• **Supplied entries**:
▬▬▬▬▬▬
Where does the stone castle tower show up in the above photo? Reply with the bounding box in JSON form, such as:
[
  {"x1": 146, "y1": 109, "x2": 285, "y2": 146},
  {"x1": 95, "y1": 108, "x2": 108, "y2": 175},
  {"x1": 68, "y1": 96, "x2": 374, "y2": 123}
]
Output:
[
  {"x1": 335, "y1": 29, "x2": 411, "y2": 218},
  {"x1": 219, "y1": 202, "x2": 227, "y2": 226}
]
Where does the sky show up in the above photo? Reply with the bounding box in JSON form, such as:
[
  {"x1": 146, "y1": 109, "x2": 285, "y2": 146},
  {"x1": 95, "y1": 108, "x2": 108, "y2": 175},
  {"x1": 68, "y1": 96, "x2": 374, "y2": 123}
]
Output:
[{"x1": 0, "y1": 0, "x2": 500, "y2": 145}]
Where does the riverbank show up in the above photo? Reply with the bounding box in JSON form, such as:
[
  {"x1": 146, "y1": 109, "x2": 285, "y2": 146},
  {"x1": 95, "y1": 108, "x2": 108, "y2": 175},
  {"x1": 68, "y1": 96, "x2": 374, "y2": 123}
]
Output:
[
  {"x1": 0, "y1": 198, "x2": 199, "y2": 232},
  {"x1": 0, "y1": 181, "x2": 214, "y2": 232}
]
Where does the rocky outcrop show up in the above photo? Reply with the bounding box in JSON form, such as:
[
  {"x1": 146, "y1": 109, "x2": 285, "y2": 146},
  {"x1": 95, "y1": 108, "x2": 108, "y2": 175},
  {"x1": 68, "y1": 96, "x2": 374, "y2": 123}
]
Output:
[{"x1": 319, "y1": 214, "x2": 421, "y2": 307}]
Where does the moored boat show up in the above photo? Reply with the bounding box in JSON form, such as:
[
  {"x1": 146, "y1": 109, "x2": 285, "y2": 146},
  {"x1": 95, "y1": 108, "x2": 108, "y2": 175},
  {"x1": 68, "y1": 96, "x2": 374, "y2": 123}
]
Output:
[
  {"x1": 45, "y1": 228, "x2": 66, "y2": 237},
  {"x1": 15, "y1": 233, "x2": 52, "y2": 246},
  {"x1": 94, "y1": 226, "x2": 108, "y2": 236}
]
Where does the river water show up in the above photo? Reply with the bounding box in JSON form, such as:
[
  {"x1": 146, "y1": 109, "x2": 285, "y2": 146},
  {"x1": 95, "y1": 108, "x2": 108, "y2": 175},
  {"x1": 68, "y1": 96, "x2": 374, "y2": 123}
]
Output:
▬▬▬▬▬▬
• **To do**:
Convert every line of the items above into a JSON array of strings, one string per line, with blank lines omitted.

• **Reply**:
[
  "Where does the stone castle tower show up in the above photo? Reply with the bounding box in JSON form, such as:",
  "[",
  "  {\"x1\": 146, \"y1\": 109, \"x2\": 285, \"y2\": 146},",
  "  {\"x1\": 95, \"y1\": 108, \"x2\": 108, \"y2\": 175},",
  "  {\"x1\": 68, \"y1\": 96, \"x2\": 374, \"y2\": 123}",
  "]",
  "Output:",
  "[",
  "  {\"x1\": 335, \"y1\": 29, \"x2\": 411, \"y2\": 218},",
  "  {\"x1\": 219, \"y1\": 202, \"x2\": 227, \"y2\": 226}",
  "]",
  "Where does the sky show up in the above photo? Reply with the bounding box in JSON form, such as:",
  "[",
  "  {\"x1\": 146, \"y1\": 109, \"x2\": 285, \"y2\": 146},",
  "  {\"x1\": 95, \"y1\": 108, \"x2\": 108, \"y2\": 175},",
  "  {\"x1\": 68, \"y1\": 96, \"x2\": 374, \"y2\": 123}",
  "]",
  "Output:",
  "[{\"x1\": 0, \"y1\": 0, \"x2\": 500, \"y2\": 145}]",
  "Where does the riverbank show up in the above photo? Reply with the bounding box in JSON form, such as:",
  "[",
  "  {\"x1\": 146, \"y1\": 109, \"x2\": 285, \"y2\": 146},",
  "  {\"x1\": 95, \"y1\": 108, \"x2\": 108, \"y2\": 175},",
  "  {\"x1\": 68, \"y1\": 96, \"x2\": 374, \"y2\": 123}",
  "]",
  "Output:",
  "[",
  "  {\"x1\": 0, \"y1\": 198, \"x2\": 199, \"y2\": 232},",
  "  {\"x1\": 0, \"y1\": 181, \"x2\": 214, \"y2\": 232}",
  "]",
  "Where does the rocky outcrop show up in the above photo? Reply with the bounding box in JSON form, such as:",
  "[",
  "  {\"x1\": 146, \"y1\": 109, \"x2\": 285, \"y2\": 146},",
  "  {\"x1\": 95, \"y1\": 108, \"x2\": 108, \"y2\": 175},",
  "  {\"x1\": 68, \"y1\": 96, \"x2\": 374, \"y2\": 123}",
  "]",
  "Output:",
  "[{\"x1\": 319, \"y1\": 214, \"x2\": 421, \"y2\": 307}]",
  "Where does the moored boat show up in the above photo? Reply with the bounding box in JSON form, such as:",
  "[",
  "  {\"x1\": 146, \"y1\": 109, \"x2\": 285, \"y2\": 146},",
  "  {\"x1\": 95, \"y1\": 108, \"x2\": 108, \"y2\": 175},",
  "  {\"x1\": 68, \"y1\": 96, \"x2\": 374, \"y2\": 123}",
  "]",
  "Output:",
  "[",
  "  {\"x1\": 45, \"y1\": 228, \"x2\": 66, \"y2\": 237},",
  "  {\"x1\": 15, \"y1\": 233, \"x2\": 52, \"y2\": 246},",
  "  {\"x1\": 94, \"y1\": 226, \"x2\": 108, \"y2\": 236}",
  "]",
  "Where does the river water show up in the above photo? Reply with the bounding box in JSON form, such as:",
  "[",
  "  {\"x1\": 146, \"y1\": 109, \"x2\": 285, \"y2\": 146},",
  "  {\"x1\": 95, \"y1\": 108, \"x2\": 108, \"y2\": 175},",
  "  {\"x1\": 68, \"y1\": 96, \"x2\": 374, \"y2\": 123}",
  "]",
  "Output:"
]